= REQUIRED ACTION A =
Copy the records word for word, from their first line through the line that contains "positive clicks: (20, 49) (114, 77) (56, 56)". Leave the pictures out of your copy.
= REQUIRED ACTION B =
Continue the earnings call transcript from where it stops.

= TEXT BLOCK =
Finally, as Robert noted, we reaffirm our guidance and continue to expect double-digit growth in revenue, adjusted EBITDA and adjusted net income for the calendar year 2023, all the while achieving our $5 billion group fee-paying AUM fundraising target. We believe this puts us in a distinct class among our peers, showing strong growth in the face of a difficult market environment. We also expect to lay out our next intermediate fundraising targets for 2024 and 2025, alongside our Q4 earnings call early next year.
I will now pass the call back to Robert for closing remarks.

Robert Hudson Alpert

Thank you, Amanda. Now let's turn it over to the operator for a few questions.

Question and Answer Session

Operator

(Operator Instructions) The first question is from the line of Kenneth Worthington with JPMorgan.

Kenneth Brooks Worthington

Maybe first on Hark and WTI, as we think about the banking crisis, how are the opportunities playing out in terms of both deployment as well as getting the message to investment clients? So in terms of deployment, what sort of lead time is needed for Hark and WTI to reach the maximum deployment from the benefit from the banking crisis? And then in terms of fundraising, how is the message on the opportunities from the banking crisis sort of being received by your investors? And does the retirement of Jeff Gehl impact your ability to capitalize here?

C. Clark Webb

Ken, those are great questions. And it's one question, which is impressive. So we'll take each one...

Kenneth Brooks Worthington

And in 1 breath. I didn't breath the entire time, sorry.

C. Clark Webb

The express version, I love that, yes. So let's take it. So Hark is lending to private equity GPs who have a lower middle market private equity fund. They have deployed most of the capital in that fund. They are not ready to harvest those investments and they would like to raise additional capital to make add-on investments or to play defense.

= THE INPUT =
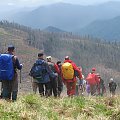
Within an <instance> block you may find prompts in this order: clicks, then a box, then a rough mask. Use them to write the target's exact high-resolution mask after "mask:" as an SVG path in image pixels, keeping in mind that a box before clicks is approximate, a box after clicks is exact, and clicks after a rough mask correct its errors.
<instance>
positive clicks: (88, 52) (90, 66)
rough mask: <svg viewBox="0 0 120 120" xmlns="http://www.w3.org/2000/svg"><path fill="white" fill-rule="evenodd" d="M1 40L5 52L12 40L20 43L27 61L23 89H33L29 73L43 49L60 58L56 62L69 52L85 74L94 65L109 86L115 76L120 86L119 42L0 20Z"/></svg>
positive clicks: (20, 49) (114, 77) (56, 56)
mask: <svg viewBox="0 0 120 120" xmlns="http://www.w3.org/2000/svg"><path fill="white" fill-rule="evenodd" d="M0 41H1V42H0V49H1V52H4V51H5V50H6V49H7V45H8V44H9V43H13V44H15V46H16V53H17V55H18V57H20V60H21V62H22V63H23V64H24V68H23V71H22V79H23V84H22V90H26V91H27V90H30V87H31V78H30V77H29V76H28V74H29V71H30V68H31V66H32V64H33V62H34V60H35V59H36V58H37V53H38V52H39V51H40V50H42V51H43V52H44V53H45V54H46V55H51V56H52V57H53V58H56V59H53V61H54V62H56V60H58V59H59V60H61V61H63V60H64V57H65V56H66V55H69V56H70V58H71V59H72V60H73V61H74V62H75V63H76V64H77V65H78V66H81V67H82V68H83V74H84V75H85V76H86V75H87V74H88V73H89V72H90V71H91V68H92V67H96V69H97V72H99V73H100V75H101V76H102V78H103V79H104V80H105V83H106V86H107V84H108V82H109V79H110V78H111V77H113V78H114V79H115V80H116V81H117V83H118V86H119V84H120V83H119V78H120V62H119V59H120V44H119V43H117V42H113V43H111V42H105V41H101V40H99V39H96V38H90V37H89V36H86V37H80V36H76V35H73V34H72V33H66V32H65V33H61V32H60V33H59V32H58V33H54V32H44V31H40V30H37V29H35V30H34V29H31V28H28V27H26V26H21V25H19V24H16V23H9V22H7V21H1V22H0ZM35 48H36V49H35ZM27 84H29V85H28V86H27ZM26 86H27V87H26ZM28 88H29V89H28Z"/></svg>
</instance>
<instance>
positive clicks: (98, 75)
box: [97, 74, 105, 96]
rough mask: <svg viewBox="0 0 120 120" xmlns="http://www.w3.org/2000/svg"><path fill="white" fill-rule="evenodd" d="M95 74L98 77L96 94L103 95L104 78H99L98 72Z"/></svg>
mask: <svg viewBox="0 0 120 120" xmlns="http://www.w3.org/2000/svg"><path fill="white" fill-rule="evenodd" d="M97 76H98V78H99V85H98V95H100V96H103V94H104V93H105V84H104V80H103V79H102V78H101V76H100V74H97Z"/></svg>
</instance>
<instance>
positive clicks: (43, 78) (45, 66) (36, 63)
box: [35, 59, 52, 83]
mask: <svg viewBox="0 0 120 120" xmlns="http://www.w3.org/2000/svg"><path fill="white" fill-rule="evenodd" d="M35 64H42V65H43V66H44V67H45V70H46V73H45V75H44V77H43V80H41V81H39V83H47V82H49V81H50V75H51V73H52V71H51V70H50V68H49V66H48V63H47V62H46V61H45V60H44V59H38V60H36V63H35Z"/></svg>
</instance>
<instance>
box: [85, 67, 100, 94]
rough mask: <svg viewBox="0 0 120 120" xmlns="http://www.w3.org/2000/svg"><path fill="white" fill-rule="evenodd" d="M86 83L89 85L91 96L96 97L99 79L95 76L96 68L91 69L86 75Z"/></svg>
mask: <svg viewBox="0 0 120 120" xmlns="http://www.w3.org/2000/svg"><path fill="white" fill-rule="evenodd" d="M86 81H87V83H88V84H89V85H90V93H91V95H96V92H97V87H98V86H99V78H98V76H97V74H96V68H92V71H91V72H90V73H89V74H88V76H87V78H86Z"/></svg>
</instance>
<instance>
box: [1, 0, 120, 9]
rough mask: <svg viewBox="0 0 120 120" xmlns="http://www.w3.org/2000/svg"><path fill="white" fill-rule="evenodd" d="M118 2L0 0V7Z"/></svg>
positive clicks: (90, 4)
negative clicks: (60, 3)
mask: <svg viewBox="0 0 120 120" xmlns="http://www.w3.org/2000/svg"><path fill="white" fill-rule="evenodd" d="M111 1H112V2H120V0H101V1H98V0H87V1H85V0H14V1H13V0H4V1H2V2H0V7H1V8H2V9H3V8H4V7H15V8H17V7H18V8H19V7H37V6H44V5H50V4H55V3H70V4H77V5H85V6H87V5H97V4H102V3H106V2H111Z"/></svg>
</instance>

= TASK OUTPUT A =
Within an <instance> block you may find prompts in this order: clicks, then a box, then a rough mask. Use them to write the target's exact high-resolution mask after "mask:" as an SVG path in image pixels, keeping in mind that a box before clicks is approximate, a box after clicks is exact, and clicks after a rough mask correct its errors.
<instance>
positive clicks: (88, 52) (90, 66)
rough mask: <svg viewBox="0 0 120 120" xmlns="http://www.w3.org/2000/svg"><path fill="white" fill-rule="evenodd" d="M1 40L5 52L12 40L20 43L27 61L23 89H33L29 73L43 49L60 58L56 62L69 52L85 74L94 65L109 86L115 76L120 86L119 42L0 20Z"/></svg>
positive clicks: (20, 49) (114, 77) (56, 56)

= TASK OUTPUT B =
This environment is perfect for that kind of capital stack and because we are focused on the lower middle market, there are not a whole lot of players that are sourcing the way we source and doing what we do. We would occasionally see a bank in the competitive arena. I would say that was occasional. I think that's probably going to be even less occasional than it was.
But right now, our pipeline is as full as it's been. And as you said, the key really is bringing in more LP dollars relative to the deployment of capital. Our Fund IV, you can see in the table, I think we've closed on just over $300 million of capital, of which $100 million has been deployed. So we do have dry powder there. We also have a capital call line facility, but that is an open fund, and we are actively spreading the message because it is a very unique risk-adjusted return with investment-grade type risk yet generating a low double-digit to mid-teens type return.
So that's the opportunity there. On the WTI side, SVB was the primary competitor, and we believe that, that has been a -- that's a structural shift in the market. We are still deploying Fund X. The pipeline has expanded since SVB's downturn. And so we are actively getting everything ready for Fund XI. If you think about what WTI does, they are deploying capital across hundreds of portfolio companies per fund.
And so we are constantly drinking from a fire hose. It's one of the reasons why we think we do something that most people can't do. It is hard to populate a fund with a few hundred positions and do it well. And as I think we talked about in last quarter's call, this is a 40-year track record that has a loss rate that literally mirrors high-yield credit. So we're very excited about that fund. It is early days on getting the message out. We're still getting all the documents ready.
We are on pace for an early next year launch, and we do believe that there is real front end demand. As it relates to fundraising, first of all, Jeff was -- I mean, he cofounded our private equity solution in 2001. He has had an extraordinary 22-year career. We owe him nothing but thanks for all that he's done on behalf of P10. We love the alignment that the P10 model brings.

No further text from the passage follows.